:: EXERCISE PASSAGE ::

Minneapolis Park and Recreation Board Superintendent Al Bangoura knew his decision to close outdoor athletic courts and fields would hit the city hard.

Yet he was surprised that the biggest backlash would come from the people looking to work on their backhands.

“I cannot express to you the blowback that I’m getting on this,” Bangoura said at a virtual neighborhood meeting Tuesday. “The funny part about it is, it’s not even basketball. It’s tennis players.”

Since the Park Board announced the closures last week to enforce social distancing, employees have begun removing nets and locking gates at more than 120 tennis courts across the city.

Tennis players have questioned why the Park Board wants to shut down a sport in which players are on opposite sides of a long court, with plenty of space between each other and no physical contact. An online petition to reopen the courts had gathered nearly 2,000 signatures as of Wednesday afternoon.

Park Board leaders have said the decision was based on guidance from the Minneapolis Health Department, anecdotal evidence from parks employees and complaints sent to the city and state. Last week, the Health Department told the Park Board that while social distancing is possible during singles play, tennis courts should be closed because people have played games of doubles and have congregated at them.

It was also based on what has already happened across the country. A recent survey from the National Recreation and Park Association showed 85% of urban park systems had closed all outdoor sports fields and courts as of April 17.

The United States Tennis Association (USTA), which at one point recommended halting all tennis play, released new recommendations last week encouraging facilities to make their own decisions on reopening courts while ensuring social distancing.

:: TASK DESCRIPTION ::
Continue the news article about the Minneapolis Park Board's tennis court closures, starting after its last sentence.

:: DATA LISTING ::
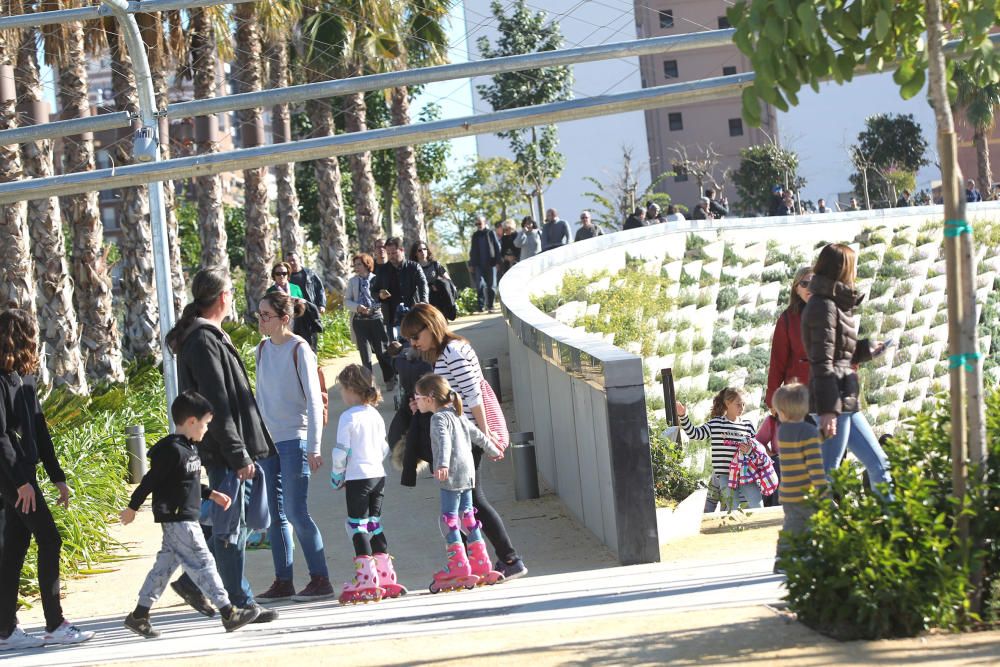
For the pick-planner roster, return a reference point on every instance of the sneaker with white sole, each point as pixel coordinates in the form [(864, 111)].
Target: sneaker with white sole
[(67, 633), (19, 639)]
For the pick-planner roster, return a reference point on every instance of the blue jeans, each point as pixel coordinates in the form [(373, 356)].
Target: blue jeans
[(287, 476), (230, 558), (456, 505), (747, 493), (854, 433), (485, 280)]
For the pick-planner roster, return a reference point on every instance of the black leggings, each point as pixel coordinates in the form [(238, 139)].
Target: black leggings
[(493, 526), (18, 531), (364, 500)]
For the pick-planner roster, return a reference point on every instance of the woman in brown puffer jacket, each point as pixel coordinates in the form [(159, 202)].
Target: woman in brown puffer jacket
[(831, 342)]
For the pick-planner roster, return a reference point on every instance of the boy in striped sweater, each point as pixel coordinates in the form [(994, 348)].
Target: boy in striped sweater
[(729, 433), (801, 460)]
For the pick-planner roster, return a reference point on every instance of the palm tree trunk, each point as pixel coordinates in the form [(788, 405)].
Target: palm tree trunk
[(411, 209), (57, 323), (333, 238), (292, 240), (362, 180), (139, 288), (100, 342), (211, 216), (249, 77), (17, 280), (980, 139)]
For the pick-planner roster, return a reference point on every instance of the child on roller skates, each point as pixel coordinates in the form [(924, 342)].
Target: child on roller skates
[(174, 479), (452, 438), (357, 467)]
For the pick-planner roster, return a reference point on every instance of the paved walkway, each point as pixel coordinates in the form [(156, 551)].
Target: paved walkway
[(708, 601)]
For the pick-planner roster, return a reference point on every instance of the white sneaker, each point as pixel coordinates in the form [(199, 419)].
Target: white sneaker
[(67, 633), (20, 639)]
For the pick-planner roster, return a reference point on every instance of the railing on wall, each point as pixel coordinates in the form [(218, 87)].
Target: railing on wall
[(584, 398)]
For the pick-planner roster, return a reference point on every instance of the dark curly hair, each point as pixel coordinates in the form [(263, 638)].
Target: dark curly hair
[(18, 342)]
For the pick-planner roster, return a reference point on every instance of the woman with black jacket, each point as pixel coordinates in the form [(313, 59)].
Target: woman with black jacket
[(208, 363), (24, 441), (832, 345)]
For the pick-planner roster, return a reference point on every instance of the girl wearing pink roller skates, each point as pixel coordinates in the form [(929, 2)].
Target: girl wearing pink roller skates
[(452, 438), (357, 467)]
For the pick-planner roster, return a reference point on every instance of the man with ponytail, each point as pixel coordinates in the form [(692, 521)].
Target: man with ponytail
[(208, 363)]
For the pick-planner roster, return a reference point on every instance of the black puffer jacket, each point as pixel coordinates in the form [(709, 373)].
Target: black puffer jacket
[(208, 363), (831, 342)]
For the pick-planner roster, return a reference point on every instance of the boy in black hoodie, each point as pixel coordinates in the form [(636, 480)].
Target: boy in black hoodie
[(174, 479)]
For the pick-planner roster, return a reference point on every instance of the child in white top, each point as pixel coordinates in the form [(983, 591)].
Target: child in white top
[(357, 467)]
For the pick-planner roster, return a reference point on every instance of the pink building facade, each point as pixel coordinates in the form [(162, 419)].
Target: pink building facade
[(718, 125)]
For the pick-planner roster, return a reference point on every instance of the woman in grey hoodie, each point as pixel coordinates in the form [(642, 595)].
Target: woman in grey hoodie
[(452, 437)]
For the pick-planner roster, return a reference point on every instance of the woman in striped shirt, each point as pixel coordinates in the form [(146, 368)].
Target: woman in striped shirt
[(729, 434), (456, 361)]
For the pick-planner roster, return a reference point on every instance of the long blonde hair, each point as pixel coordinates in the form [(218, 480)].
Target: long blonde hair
[(438, 389)]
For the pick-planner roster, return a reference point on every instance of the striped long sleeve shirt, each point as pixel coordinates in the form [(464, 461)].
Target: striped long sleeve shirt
[(459, 365), (801, 461), (726, 437)]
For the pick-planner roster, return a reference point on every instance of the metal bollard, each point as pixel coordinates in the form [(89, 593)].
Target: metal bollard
[(491, 373), (525, 467), (135, 441)]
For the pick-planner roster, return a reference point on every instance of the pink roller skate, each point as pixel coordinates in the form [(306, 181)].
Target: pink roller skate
[(479, 562), (365, 587), (387, 576), (456, 573)]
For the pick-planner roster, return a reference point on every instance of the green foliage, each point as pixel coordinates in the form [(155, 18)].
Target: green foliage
[(868, 569), (761, 168), (672, 481)]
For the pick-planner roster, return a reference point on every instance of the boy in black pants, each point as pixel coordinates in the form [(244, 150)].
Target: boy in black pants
[(174, 479)]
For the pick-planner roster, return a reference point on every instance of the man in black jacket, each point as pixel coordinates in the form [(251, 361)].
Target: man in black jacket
[(400, 284), (484, 254), (208, 362)]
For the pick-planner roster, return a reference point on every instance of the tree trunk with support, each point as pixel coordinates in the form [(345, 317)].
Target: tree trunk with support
[(411, 210), (362, 181), (100, 341), (138, 285), (292, 238), (211, 216), (249, 78), (57, 323), (333, 235)]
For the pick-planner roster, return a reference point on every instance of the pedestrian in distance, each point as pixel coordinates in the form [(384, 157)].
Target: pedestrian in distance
[(800, 445), (730, 434), (291, 402), (24, 442), (455, 360), (357, 468), (834, 350), (452, 438), (174, 480)]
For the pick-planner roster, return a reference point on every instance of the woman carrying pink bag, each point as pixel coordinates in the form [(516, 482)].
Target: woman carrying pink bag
[(456, 361)]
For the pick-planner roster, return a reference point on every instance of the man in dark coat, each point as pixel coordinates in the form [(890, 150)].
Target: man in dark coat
[(484, 253)]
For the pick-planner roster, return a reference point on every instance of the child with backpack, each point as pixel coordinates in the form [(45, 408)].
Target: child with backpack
[(174, 479), (357, 468)]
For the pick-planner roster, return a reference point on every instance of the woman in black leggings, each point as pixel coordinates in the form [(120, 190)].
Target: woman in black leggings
[(24, 441), (455, 360)]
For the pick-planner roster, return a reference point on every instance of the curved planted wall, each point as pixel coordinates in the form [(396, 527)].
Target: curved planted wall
[(585, 398)]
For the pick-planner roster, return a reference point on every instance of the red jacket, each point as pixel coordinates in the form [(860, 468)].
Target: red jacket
[(788, 355)]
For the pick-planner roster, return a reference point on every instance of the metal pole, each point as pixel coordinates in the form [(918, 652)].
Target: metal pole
[(392, 137), (146, 150), (340, 87)]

:: ANSWER BOX ::
Becky Cantellano, the executive director of USTA Northern, said she felt tennis courts were being “lumped in” with basketball courts, soccer fields and other playing spaces where contact is more likely. On Wednesday, she sent a letter to Gov. Tim Walz encouraging him to treat tennis courts like golf courses, which he allowed to reopen earlier this month.

InnerCity Tennis relies on the city’s courts for its youth summer program that starts in mid-June. Executive Director John Wheaton said while he understood the Park Board’s decision, his staff could help ensure players keep their distance on the courts, as is done at grocery stores.

“Tennis is just a great sport for kids,” he said. “If we don’t give kids something, they find alternatives that aren’t as healthy.”

The Park Board will eventually reopen its fields and start “social-distancing programs,” Bangoura said at the neighborhood meeting Tuesday. It will ask people to do their own “self-policing” at courts and encourage them to play singles tennis.

Julie Wicklund, an epidemiologist formerly with the Minnesota Department of Health, was saddened to see the nets taken down at Lynnhurst Park, where she and her family play. She e-mailed Bangoura and Park Board commissioners looking for ways they could stay open.

“I’m not on this crusade just for tennis,” Wicklund said. “Tennis is a passion of mine, but my passion is, how are we going to live with this virus as we move forward in the months and potentially years to come?”